▶ **Texto de estudio**:
========================================

Ya para entonces, será uno de los devotos de la iglesia maradoniana. Celebrará las pascuas los 22 de junio, el día de los goles ante Inglaterra (en México 86), y la Noche Buena, los 30 de octubre, en el cumpleaños del 10. Visitará la casa de Dalma y Gianinna, conocerá a su madre Claudia Villafañe, y les dirá a Mara y a Dona que construyan su propia idea sobre él.

“Para nosotros, Diego es un Dios. Y así como todas las religiones tienen un Dios, y cada persona que predica una religión lleva acciones que representan a ese Dios, nosotros lo hacemos representando a Diego”. Porque Diego, alguna vez, también representó a pequeños como Walter.

“En el Mundial del 86, lo más fácil del mundo era jugar con Maradona. Lo que ocurre es que uno tiene que entender que, al lado de un genio, sólo nos cabe el papel de complementarios. Lo que uno no se puede permitir, cuando juega al lado de un genio, es estar acomplejado. Mi único privilegio fue haber visto ‘El Gol del Siglo’ desde más cerca que el resto de la humanidad. Y posiblemente el segundo privilegio haya sido conversar con el autor de la jugada, en la ducha, cuando él todavía no había visto su obra por televisión.

‘Bueno, se terminó la discusión: ya comes en la misma mesa que Pelé’, le dije. Y me contestó: ‘Mira como son las cosas, yo durante toda la jugada te la quería dar a vos y siempre se me cruzaba un inglés, que me hacía cambiar de idea’. Y yo le respondí: “¿O sea que también me viste a mí?”. Todavía no puedo entender cómo pudo ser, estando tan concentrado en la pelota. Es imposible que la mirada periférica me alcanzara a mí, pero Diego tenía ojos esparcidos en el cuerpo. Ahí comprobé cómo funciona la cabeza de un genio”, Jorge Valdano, campeón del mundo con Argentina en México 86.

========================================

▶ **Lista de tareas**:
1. En el texto sobre Maradona, ¿qué día se celebra la Noche Buena?
2. Cita del texto sobre Maradona todo lo que va desde "Ya para entonces, será" hasta "pequeños como Walter.".
3. Según el texto sobre Maradona, ¿por qué a Valdano le costaba entender que Diego lo hubiera visto durante la jugada?

Datos para ubicar objetos a partir de lenguaje natural

========================================

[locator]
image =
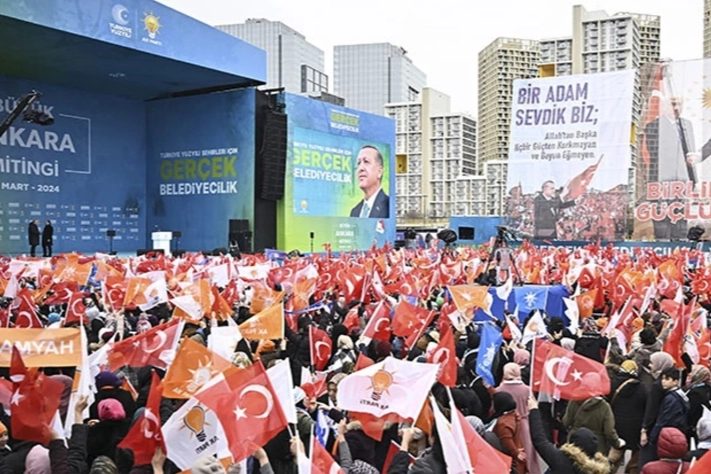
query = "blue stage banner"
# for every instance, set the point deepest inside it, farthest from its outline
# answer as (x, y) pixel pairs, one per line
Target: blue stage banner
(146, 26)
(340, 179)
(85, 173)
(548, 298)
(661, 248)
(201, 166)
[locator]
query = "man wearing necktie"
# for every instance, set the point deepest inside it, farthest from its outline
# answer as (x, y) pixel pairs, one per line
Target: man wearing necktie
(375, 202)
(670, 140)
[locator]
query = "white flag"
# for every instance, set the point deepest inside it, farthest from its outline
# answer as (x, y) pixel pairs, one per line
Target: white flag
(283, 384)
(454, 456)
(390, 386)
(535, 328)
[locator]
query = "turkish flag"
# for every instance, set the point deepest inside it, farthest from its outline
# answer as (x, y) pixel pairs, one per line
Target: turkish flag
(75, 309)
(445, 355)
(378, 327)
(320, 347)
(484, 457)
(148, 348)
(321, 461)
(373, 425)
(674, 345)
(269, 324)
(61, 293)
(194, 365)
(586, 303)
(704, 345)
(393, 449)
(352, 320)
(247, 407)
(34, 403)
(114, 292)
(467, 297)
(579, 184)
(409, 319)
(653, 109)
(145, 434)
(567, 375)
(26, 316)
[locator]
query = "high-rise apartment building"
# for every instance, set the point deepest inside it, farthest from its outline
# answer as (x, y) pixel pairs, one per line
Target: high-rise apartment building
(500, 63)
(603, 43)
(436, 161)
(368, 76)
(292, 62)
(707, 28)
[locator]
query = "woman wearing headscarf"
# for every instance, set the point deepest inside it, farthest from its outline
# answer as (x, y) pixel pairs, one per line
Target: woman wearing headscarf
(507, 428)
(520, 392)
(108, 431)
(703, 433)
(659, 361)
(590, 343)
(698, 391)
(578, 456)
(628, 399)
(344, 354)
(594, 414)
(67, 382)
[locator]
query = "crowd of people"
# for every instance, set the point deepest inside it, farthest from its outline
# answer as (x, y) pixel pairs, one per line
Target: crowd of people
(653, 418)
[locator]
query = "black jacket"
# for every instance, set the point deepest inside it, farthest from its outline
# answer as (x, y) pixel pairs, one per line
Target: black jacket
(628, 406)
(33, 233)
(381, 206)
(47, 234)
(699, 396)
(569, 459)
(590, 344)
(124, 397)
(673, 412)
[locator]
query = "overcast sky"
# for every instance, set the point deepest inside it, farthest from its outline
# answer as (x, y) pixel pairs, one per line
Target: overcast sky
(444, 37)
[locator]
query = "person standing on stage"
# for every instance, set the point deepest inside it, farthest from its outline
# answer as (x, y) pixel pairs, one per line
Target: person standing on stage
(33, 234)
(47, 239)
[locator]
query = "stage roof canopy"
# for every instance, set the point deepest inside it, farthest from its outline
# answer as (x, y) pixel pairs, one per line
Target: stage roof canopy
(136, 49)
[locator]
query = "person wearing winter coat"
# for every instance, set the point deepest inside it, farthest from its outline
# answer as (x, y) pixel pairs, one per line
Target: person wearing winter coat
(673, 412)
(594, 414)
(521, 392)
(508, 429)
(703, 431)
(698, 391)
(659, 362)
(431, 462)
(590, 343)
(671, 448)
(578, 456)
(628, 400)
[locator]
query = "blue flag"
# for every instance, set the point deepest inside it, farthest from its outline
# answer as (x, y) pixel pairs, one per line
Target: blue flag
(531, 297)
(491, 340)
(321, 428)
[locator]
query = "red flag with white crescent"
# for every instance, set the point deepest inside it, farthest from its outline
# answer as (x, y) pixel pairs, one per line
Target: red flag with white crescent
(248, 409)
(378, 326)
(446, 356)
(145, 434)
(75, 309)
(320, 346)
(152, 347)
(564, 374)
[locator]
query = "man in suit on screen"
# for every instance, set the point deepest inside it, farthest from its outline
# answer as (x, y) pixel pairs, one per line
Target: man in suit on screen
(375, 202)
(669, 140)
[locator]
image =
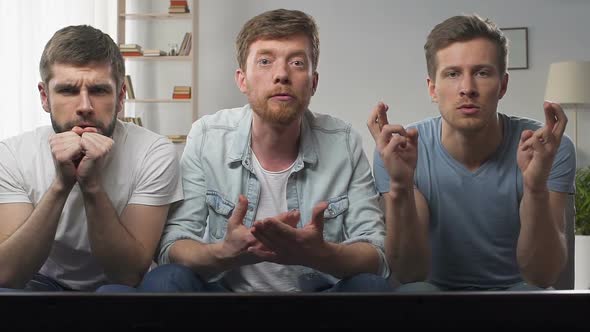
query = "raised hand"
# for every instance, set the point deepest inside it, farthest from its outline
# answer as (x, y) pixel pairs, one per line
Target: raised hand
(397, 147)
(238, 237)
(537, 150)
(287, 245)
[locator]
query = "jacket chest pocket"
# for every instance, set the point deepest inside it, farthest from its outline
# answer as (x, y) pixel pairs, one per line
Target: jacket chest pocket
(220, 209)
(334, 219)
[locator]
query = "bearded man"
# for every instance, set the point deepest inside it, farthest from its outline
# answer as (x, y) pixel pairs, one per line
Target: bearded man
(277, 198)
(83, 202)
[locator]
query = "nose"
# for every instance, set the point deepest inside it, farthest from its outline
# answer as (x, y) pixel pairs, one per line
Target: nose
(281, 73)
(468, 87)
(84, 104)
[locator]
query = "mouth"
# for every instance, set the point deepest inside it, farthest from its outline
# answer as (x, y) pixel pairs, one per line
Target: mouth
(468, 108)
(282, 97)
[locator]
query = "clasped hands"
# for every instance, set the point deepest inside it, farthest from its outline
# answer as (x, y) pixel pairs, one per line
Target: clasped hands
(77, 154)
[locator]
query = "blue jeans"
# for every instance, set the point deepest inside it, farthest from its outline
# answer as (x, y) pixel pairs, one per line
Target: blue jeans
(172, 278)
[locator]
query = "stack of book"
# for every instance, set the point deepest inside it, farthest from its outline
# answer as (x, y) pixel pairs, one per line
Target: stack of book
(136, 120)
(181, 92)
(153, 52)
(177, 138)
(185, 46)
(129, 85)
(130, 50)
(178, 7)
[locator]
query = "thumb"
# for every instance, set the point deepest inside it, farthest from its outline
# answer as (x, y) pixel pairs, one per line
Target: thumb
(317, 215)
(239, 213)
(524, 136)
(290, 218)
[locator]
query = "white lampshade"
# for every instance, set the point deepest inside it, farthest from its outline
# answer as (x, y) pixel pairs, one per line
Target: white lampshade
(568, 83)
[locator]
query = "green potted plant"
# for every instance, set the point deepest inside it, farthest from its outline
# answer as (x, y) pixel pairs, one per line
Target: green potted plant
(583, 201)
(582, 251)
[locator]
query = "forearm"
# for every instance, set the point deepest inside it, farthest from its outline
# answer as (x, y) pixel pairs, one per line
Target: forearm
(541, 250)
(206, 260)
(407, 244)
(344, 260)
(26, 250)
(122, 257)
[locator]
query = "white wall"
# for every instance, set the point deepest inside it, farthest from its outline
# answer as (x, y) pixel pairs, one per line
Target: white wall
(372, 50)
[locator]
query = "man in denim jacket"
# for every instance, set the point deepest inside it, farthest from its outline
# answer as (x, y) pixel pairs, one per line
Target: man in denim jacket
(277, 198)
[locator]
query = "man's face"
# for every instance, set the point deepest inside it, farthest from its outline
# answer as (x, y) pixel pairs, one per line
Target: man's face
(83, 96)
(278, 79)
(468, 84)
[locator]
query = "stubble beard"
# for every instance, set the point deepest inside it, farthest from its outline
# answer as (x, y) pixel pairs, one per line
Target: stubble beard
(277, 112)
(103, 130)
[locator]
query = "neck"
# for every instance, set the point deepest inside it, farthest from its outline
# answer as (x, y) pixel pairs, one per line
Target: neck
(472, 148)
(276, 146)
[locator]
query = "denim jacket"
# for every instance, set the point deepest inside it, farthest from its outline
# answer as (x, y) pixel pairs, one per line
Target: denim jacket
(331, 166)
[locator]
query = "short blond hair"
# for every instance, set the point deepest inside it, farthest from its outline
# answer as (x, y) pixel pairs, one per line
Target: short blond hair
(277, 24)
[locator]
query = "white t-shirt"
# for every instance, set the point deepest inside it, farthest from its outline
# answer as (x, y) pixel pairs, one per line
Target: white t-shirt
(266, 276)
(142, 168)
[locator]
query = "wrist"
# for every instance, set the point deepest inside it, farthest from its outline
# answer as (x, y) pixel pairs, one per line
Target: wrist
(90, 186)
(222, 259)
(536, 192)
(60, 187)
(400, 190)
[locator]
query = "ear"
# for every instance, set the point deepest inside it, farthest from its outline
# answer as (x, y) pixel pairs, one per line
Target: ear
(240, 78)
(121, 97)
(432, 89)
(316, 78)
(504, 85)
(44, 94)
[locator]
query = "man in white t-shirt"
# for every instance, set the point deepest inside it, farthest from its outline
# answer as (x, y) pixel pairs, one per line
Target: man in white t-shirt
(277, 198)
(83, 202)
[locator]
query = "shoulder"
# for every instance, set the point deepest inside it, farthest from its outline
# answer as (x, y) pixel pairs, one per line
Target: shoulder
(29, 141)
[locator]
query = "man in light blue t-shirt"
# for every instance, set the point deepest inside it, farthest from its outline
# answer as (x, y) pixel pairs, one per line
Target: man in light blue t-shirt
(475, 199)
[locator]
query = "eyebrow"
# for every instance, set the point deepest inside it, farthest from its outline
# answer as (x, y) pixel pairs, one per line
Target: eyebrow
(103, 86)
(267, 51)
(475, 67)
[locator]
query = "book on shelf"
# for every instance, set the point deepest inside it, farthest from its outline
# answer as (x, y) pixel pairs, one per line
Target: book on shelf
(153, 52)
(185, 46)
(181, 92)
(136, 120)
(130, 50)
(129, 85)
(178, 7)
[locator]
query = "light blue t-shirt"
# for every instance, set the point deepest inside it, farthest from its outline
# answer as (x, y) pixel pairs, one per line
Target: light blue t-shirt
(474, 216)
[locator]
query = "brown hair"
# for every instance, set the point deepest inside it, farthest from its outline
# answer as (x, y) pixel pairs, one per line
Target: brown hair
(80, 45)
(278, 23)
(464, 28)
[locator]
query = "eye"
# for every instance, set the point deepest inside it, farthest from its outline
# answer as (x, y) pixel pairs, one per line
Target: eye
(70, 90)
(452, 74)
(483, 73)
(298, 63)
(263, 61)
(99, 91)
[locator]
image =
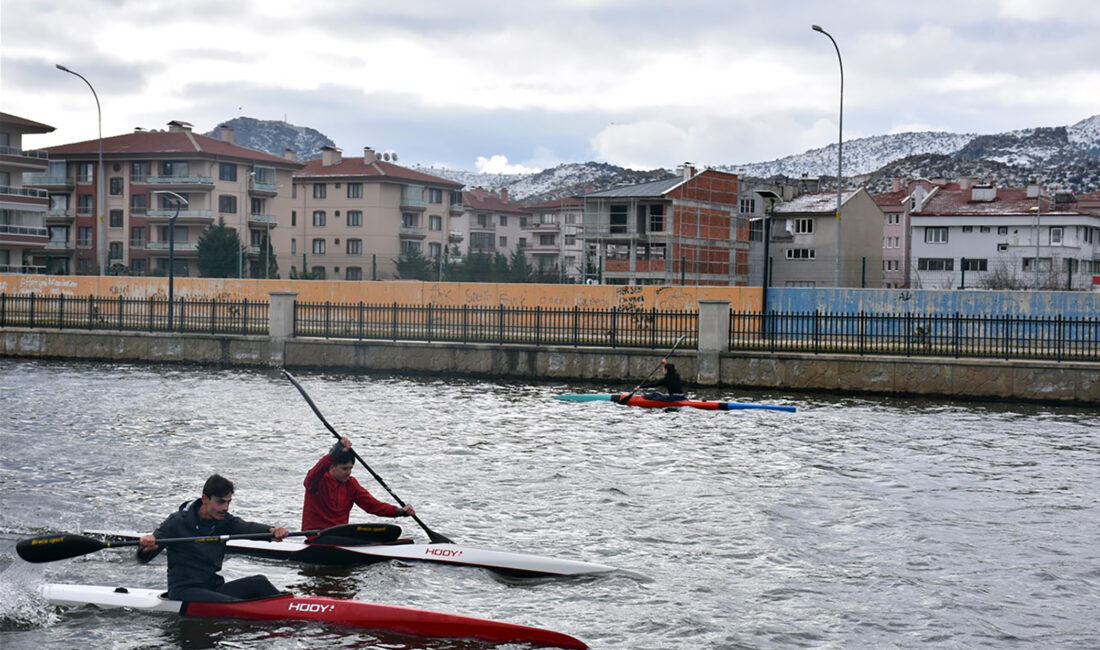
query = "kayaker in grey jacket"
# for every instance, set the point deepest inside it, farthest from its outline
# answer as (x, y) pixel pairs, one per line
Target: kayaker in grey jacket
(193, 568)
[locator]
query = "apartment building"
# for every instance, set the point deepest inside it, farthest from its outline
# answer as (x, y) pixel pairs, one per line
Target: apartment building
(554, 232)
(684, 230)
(353, 218)
(150, 175)
(978, 235)
(23, 234)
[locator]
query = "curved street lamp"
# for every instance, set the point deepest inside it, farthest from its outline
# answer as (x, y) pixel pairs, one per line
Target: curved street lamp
(172, 249)
(839, 154)
(100, 230)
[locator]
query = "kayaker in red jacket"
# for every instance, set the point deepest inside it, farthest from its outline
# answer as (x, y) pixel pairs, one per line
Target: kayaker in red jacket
(331, 491)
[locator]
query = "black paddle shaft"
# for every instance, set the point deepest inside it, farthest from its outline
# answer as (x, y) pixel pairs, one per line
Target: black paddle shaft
(435, 537)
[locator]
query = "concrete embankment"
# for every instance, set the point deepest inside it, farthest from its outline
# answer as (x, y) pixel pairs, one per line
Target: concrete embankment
(1069, 383)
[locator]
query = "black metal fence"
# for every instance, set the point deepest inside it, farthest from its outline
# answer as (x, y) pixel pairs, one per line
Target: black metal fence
(997, 337)
(615, 328)
(147, 315)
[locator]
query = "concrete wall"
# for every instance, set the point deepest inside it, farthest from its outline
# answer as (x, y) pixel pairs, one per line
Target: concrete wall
(941, 377)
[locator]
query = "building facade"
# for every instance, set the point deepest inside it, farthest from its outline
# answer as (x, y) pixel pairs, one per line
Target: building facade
(156, 180)
(353, 218)
(684, 230)
(23, 234)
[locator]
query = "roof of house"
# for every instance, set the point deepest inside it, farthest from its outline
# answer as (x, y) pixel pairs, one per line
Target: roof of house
(483, 199)
(823, 202)
(176, 142)
(376, 171)
(23, 124)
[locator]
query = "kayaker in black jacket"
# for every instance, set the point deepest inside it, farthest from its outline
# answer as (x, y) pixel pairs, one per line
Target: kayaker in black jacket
(193, 568)
(671, 382)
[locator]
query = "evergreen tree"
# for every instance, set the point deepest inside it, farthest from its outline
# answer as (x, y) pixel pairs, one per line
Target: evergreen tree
(220, 251)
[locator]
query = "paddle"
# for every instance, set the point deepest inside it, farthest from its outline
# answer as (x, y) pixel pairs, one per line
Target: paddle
(630, 394)
(435, 537)
(51, 548)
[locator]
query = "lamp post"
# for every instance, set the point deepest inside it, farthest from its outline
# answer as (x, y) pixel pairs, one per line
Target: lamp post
(839, 154)
(100, 230)
(172, 250)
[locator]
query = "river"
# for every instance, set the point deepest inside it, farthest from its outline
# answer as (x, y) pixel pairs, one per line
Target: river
(856, 521)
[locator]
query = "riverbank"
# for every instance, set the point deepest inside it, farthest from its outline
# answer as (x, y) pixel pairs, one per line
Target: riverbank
(972, 378)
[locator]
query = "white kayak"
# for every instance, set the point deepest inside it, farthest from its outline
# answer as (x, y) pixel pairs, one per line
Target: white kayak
(516, 564)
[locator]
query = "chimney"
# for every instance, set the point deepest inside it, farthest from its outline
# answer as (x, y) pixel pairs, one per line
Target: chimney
(330, 155)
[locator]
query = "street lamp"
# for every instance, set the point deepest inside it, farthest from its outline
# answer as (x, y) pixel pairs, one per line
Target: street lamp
(839, 154)
(172, 249)
(100, 230)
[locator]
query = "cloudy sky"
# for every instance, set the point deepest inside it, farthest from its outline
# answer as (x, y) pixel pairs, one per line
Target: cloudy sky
(513, 85)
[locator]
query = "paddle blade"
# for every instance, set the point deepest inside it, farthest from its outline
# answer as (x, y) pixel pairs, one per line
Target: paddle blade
(589, 397)
(57, 547)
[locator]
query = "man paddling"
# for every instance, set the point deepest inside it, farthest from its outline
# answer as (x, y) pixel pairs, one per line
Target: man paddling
(671, 382)
(331, 491)
(193, 568)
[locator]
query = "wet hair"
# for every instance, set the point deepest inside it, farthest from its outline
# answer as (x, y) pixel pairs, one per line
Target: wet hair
(341, 455)
(218, 485)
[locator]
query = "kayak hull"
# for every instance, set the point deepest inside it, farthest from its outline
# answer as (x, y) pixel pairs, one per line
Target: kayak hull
(360, 614)
(508, 563)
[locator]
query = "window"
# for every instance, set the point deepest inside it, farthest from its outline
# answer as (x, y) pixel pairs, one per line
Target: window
(935, 235)
(935, 264)
(618, 215)
(227, 204)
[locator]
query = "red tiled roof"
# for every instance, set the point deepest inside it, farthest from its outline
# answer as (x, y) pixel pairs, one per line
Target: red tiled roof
(376, 171)
(143, 143)
(482, 199)
(24, 124)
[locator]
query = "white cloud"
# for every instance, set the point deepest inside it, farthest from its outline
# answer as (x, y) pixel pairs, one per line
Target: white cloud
(498, 164)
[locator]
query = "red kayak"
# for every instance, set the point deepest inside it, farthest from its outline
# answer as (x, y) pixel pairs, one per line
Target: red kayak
(391, 618)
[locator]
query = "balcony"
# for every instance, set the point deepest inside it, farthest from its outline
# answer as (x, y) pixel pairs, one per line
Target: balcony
(50, 182)
(190, 183)
(263, 219)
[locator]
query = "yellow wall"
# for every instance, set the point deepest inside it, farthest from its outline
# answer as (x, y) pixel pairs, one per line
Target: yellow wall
(406, 293)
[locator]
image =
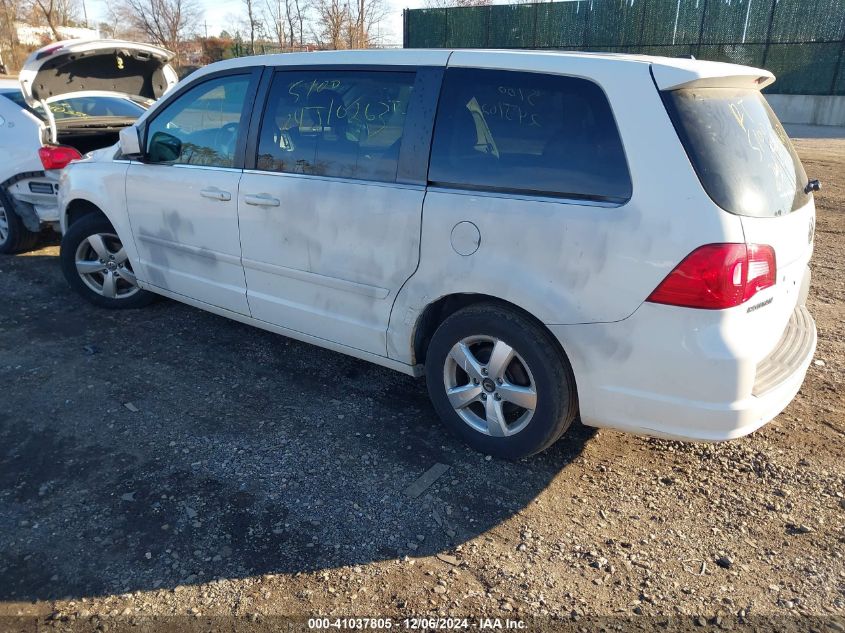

========================================

▶ **Respuestas**:
1. El 30 de octubre, el día del cumpleaños del 10.

2.
Ya para entonces, será uno de los devotos de la iglesia maradoniana. Celebrará las pascuas los 22 de junio, el día de los goles ante Inglaterra (en México 86), y la Noche Buena, los 30 de octubre, en el cumpleaños del 10. Visitará la casa de Dalma y Gianinna, conocerá a su madre Claudia Villafañe, y les dirá a Mara y a Dona que construyan su propia idea sobre él.

“Para nosotros, Diego es un Dios. Y así como todas las religiones tienen un Dios, y cada persona que predica una religión lleva acciones que representan a ese Dios, nosotros lo hacemos representando a Diego”. Porque Diego, alguna vez, también representó a pequeños como Walter.

3. Diego estaba muy concentrado en la pelota, y a Valdano le parecía imposible que la mirada periférica lo alcanzara. Él lo explica diciendo que Diego tenía ojos esparcidos en el cuerpo.